● Task goal: Scan the records for the word "below". Copy each line that includes it.

● Data shown:
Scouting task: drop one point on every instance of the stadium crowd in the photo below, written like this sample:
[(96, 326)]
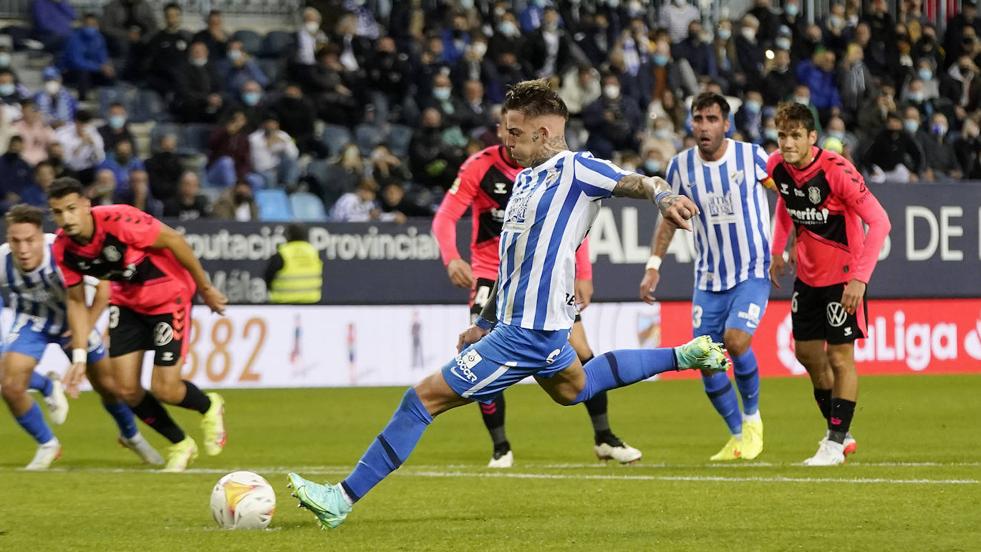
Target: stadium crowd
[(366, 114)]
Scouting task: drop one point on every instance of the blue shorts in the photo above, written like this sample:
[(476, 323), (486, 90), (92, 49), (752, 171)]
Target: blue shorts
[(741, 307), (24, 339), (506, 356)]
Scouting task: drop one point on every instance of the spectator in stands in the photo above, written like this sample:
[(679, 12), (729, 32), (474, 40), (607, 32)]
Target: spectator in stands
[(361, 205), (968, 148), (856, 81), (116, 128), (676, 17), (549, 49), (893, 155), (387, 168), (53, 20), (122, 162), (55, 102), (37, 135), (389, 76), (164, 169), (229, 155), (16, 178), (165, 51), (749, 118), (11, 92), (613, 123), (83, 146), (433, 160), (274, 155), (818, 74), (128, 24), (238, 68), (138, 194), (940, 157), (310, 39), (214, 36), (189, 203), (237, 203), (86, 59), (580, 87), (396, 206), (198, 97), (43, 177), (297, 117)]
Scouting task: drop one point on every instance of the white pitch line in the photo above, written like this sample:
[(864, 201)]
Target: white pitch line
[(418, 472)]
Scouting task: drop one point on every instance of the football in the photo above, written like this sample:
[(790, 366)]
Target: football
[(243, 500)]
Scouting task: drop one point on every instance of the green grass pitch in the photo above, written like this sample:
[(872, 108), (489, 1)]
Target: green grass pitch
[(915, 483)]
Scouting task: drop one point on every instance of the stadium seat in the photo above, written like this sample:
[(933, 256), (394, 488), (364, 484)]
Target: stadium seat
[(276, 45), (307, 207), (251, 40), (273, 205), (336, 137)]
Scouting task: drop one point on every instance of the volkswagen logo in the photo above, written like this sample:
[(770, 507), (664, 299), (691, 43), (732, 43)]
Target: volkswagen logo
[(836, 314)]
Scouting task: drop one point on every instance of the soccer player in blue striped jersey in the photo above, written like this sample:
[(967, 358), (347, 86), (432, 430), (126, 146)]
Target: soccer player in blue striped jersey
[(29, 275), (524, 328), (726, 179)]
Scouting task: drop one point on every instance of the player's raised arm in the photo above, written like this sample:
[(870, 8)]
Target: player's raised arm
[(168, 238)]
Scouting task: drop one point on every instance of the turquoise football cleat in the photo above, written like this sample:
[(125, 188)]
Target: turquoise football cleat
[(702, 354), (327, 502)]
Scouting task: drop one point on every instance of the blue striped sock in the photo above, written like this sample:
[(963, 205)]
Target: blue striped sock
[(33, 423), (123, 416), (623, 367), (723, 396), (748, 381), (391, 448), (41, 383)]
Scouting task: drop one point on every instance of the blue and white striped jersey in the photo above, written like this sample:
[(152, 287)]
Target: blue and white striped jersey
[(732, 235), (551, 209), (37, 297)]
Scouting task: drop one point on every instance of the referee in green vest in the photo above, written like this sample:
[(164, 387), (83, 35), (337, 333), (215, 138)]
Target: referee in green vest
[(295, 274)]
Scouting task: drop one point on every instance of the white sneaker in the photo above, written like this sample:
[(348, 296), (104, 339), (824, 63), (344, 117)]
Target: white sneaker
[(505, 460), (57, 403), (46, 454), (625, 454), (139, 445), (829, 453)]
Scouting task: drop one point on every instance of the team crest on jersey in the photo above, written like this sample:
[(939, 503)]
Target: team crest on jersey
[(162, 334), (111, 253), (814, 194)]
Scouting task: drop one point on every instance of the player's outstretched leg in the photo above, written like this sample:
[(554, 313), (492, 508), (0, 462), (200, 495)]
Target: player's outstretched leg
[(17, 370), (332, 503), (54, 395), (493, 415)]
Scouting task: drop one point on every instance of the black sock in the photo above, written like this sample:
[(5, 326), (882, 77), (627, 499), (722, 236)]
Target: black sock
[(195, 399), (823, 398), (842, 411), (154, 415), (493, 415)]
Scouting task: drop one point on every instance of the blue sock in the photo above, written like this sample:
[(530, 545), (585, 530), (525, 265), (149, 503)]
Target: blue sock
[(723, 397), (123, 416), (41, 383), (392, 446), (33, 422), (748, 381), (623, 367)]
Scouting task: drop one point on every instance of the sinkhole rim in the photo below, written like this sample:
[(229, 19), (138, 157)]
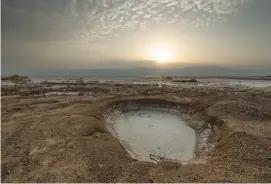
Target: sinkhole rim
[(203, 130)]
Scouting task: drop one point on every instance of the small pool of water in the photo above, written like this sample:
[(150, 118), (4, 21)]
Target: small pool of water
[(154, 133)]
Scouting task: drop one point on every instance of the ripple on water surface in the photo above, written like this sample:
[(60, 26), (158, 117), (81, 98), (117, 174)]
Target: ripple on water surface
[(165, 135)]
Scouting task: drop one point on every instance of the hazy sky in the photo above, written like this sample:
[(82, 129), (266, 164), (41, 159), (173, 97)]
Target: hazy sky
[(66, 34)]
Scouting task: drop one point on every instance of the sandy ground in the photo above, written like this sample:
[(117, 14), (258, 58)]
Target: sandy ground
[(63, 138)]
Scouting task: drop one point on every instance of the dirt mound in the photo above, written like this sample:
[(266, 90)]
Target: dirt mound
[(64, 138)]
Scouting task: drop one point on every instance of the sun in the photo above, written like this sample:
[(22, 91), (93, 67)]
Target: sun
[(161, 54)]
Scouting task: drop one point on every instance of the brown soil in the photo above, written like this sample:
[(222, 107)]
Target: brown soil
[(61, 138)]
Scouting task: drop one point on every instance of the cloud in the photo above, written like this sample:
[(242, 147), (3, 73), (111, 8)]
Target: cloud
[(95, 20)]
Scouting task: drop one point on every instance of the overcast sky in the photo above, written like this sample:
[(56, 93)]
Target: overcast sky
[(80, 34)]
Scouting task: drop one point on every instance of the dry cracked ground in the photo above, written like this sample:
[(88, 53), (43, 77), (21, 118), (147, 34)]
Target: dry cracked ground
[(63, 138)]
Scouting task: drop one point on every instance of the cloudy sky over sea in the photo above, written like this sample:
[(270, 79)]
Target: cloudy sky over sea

● Task output:
Scouting task: drop one point on every instance of the stadium crowd in the photo below, written like this sample:
Scouting task: drop one point on every instance of the sinkhole rim in the photo below, written like this sample:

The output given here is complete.